= The data =
START
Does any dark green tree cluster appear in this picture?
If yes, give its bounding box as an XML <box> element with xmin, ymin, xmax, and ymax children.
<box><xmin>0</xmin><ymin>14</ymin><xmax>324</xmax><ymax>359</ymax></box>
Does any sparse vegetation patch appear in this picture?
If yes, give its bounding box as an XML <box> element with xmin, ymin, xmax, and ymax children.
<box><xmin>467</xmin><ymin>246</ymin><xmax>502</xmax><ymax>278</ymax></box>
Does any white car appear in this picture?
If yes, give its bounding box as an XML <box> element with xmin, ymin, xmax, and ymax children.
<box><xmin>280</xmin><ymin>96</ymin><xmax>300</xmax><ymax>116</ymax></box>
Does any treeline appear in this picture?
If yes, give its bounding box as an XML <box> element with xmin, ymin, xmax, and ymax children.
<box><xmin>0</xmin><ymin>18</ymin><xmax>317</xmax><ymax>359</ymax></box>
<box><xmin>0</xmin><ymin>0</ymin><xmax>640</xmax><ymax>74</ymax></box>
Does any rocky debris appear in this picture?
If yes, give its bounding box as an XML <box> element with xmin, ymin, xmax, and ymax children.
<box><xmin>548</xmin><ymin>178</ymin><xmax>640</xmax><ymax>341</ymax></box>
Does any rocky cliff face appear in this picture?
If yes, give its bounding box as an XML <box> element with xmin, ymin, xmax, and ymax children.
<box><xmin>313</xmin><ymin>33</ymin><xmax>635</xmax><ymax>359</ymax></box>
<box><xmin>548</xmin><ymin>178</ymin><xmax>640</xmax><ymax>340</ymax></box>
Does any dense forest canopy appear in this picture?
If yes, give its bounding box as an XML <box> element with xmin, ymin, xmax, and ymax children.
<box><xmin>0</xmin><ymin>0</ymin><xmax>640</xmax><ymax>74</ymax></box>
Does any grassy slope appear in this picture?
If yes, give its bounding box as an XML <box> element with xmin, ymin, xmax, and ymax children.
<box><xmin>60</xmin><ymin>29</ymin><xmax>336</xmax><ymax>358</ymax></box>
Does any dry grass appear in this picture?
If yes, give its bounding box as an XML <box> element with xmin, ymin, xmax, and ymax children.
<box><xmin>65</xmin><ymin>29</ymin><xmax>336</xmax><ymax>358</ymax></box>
END
= Problem requirements =
Transcribe each entry precisely, missing none.

= Reply =
Does any dark green tree cluster appear in this picture?
If yes, give its bounding box as an XML <box> element with xmin, ymin, xmax, and ymax children.
<box><xmin>0</xmin><ymin>14</ymin><xmax>324</xmax><ymax>359</ymax></box>
Does any sparse vegetation patch appear in this picture?
If yes, give its bounding box as an XML <box> element with xmin, ymin, xmax, and ymax children.
<box><xmin>467</xmin><ymin>246</ymin><xmax>502</xmax><ymax>278</ymax></box>
Does any white car appear in this picture?
If yes, give its bounding box as an XML <box> element with xmin, ymin, xmax, and ymax children.
<box><xmin>280</xmin><ymin>96</ymin><xmax>300</xmax><ymax>116</ymax></box>
Does any treeline appear in this picture?
If yes, give its bounding box as an XML <box> element with xmin, ymin, xmax, and ymax children.
<box><xmin>0</xmin><ymin>18</ymin><xmax>317</xmax><ymax>359</ymax></box>
<box><xmin>0</xmin><ymin>0</ymin><xmax>640</xmax><ymax>74</ymax></box>
Does any rocky debris appear in this picture?
If yes, give its bounding box as an XML <box> element with xmin, ymin, xmax, and ymax children.
<box><xmin>548</xmin><ymin>178</ymin><xmax>640</xmax><ymax>341</ymax></box>
Does any rocky cliff face appear in this picture?
If yes, give its bounding box as an XML <box> element with xmin, ymin, xmax, and ymax children.
<box><xmin>313</xmin><ymin>33</ymin><xmax>635</xmax><ymax>359</ymax></box>
<box><xmin>548</xmin><ymin>178</ymin><xmax>640</xmax><ymax>340</ymax></box>
Does any dense forest canopy appear in this picture?
If yes, give its bounding box as an XML <box> element with xmin, ymin, xmax, and ymax children.
<box><xmin>0</xmin><ymin>0</ymin><xmax>640</xmax><ymax>74</ymax></box>
Does any grassy slope appear in this picture?
If yes, give its bounding box as an XML <box> element with xmin, ymin, xmax, and ymax children.
<box><xmin>60</xmin><ymin>29</ymin><xmax>336</xmax><ymax>358</ymax></box>
Does any dry grass appear in this picture?
If yes, give its bounding box as an XML <box> element with xmin, ymin, xmax, and ymax children.
<box><xmin>65</xmin><ymin>29</ymin><xmax>336</xmax><ymax>358</ymax></box>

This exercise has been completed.